Segment Start: Passage to read
With these words he departed, blithe in glance, in mien, in gait, as comported well indeed with the words he had just uttered. When he noticed that those who accompanied him were in tears, What is this? Hermogenes reports him as asking. Are you just now beginning to weep? Have you not known all along that from the moment of my birth nature had condemned me to death? Verily, if I am being destroyed before my time while blessings are still pouring in upon me, clearly that should bring grief to me and to my well-wishers; but if I am ending my life when only troubles are in view, my own opinion is that you ought all to feel cheered, in the assurance that my state is happy.
A man named Apollodorus, who was there with him, a very ardent disciple of Socrates, but otherwise simple, exclaimed, But, Socrates, what I find it hardest to bear is that I see you being put to death unjustly! The other, stroking Apollodorus’ head, is said to have replied, My beloved Apollodorus, was it your preference to see me put to death justly? and smiled as he asked the question.
It is said also that he remarked as he saw Anytus[*](One of the three plaintiffs in Socrates’ trial.) passing by: There goes a man who is filled with pride at the thought that he has accomplished some great and noble end in putting me to death, because, seeing him honored by the state with the highest offices, I said that he ought not to confine his son’s education to hides[*](The tanning trade had been in the family from at least the time of the boy’s grandfather.) What a vicious, fellow, he continued, not to know, apparently, that whichever one of us has wrought the more beneficial and noble deeds for all time, he is the real victor.
But, he is reported to have added, Homer has attributed to some of his heroes at the moment of dissolution the power to foresee the future; and so I too wish to utter a prophecy.At one time I had a brief association with the son of Anytus, and I thought him not lacking in firmness of spirit; and so I predict that he will not continue in the servile occupation that his father has provided for him; but through want of a worthy adviser he will fall into some disgraceful propensity and will surely go far in the career of vice.
Segment End: Passage to read
Segment Start: Supplied entries
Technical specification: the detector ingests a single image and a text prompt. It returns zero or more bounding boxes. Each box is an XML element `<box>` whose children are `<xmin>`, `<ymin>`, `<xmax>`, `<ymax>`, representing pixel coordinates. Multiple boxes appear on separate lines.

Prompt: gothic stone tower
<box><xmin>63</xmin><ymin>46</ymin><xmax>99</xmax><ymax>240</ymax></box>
Segment End: Supplied entries
Segment Start: Supplied entries
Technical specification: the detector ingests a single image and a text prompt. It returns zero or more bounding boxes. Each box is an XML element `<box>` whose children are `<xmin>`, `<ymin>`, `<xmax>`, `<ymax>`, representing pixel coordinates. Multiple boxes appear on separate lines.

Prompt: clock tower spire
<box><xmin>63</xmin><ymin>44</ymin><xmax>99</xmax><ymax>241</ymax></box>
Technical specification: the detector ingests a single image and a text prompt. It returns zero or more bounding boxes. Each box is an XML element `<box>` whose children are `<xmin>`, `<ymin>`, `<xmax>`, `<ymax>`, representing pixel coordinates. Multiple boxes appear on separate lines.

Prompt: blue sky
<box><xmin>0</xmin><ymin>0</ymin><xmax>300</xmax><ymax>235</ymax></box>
Segment End: Supplied entries
Segment Start: Supplied entries
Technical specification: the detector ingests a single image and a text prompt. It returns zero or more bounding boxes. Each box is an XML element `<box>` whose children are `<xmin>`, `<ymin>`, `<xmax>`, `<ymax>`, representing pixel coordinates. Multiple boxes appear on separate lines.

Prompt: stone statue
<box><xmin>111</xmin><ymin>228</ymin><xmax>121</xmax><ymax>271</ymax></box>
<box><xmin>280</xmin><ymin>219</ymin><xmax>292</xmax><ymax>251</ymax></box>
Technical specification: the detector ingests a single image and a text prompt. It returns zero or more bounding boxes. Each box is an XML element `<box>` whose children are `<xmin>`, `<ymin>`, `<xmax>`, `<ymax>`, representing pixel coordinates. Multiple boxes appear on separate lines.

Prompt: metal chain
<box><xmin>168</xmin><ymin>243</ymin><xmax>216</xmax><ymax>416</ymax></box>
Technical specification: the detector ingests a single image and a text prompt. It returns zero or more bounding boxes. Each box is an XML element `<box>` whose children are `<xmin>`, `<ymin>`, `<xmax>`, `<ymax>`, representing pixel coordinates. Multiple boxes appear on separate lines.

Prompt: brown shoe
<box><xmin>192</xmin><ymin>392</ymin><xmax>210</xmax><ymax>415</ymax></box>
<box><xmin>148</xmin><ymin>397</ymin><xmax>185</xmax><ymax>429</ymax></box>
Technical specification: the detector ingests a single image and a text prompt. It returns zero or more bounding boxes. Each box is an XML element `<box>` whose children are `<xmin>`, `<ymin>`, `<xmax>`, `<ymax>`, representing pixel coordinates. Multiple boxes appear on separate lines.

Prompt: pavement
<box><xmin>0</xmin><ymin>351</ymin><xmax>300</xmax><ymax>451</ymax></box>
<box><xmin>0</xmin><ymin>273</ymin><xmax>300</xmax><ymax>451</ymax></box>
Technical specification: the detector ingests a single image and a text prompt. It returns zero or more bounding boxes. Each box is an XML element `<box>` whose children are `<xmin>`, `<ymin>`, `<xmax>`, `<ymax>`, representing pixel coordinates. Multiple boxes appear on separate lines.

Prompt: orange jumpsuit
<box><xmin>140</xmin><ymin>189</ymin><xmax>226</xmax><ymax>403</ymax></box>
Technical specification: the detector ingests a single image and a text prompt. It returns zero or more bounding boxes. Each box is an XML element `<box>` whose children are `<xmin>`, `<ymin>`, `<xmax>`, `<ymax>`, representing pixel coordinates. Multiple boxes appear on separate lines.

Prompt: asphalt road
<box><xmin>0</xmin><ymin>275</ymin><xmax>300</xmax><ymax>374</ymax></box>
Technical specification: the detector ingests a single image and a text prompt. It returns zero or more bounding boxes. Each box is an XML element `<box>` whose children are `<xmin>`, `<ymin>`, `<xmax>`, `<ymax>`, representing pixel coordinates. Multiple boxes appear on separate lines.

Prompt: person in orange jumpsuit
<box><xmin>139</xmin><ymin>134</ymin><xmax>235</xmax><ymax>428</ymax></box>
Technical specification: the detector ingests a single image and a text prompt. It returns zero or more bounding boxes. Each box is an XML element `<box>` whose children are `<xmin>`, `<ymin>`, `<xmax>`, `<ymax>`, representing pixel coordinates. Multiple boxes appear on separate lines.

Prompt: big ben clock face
Segment End: Supplied entries
* [Activity 1]:
According to the passage about Socrates, what trade had been in Anytus's family since at least the time of the boy's grandfather?
* [Activity 2]:
Please copy the passage about Socrates word for word, starting at the words "It is said also" and stopping after "the real victor.".

* [Task output 1]:
The tanning trade.

* [Task output 2]:
It is said also that he remarked as he saw Anytus[*](One of the three plaintiffs in Socrates’ trial.) passing by: There goes a man who is filled with pride at the thought that he has accomplished some great and noble end in putting me to death, because, seeing him honored by the state with the highest offices, I said that he ought not to confine his son’s education to hides[*](The tanning trade had been in the family from at least the time of the boy’s grandfather.) What a vicious, fellow, he continued, not to know, apparently, that whichever one of us has wrought the more beneficial and noble deeds for all time, he is the real victor.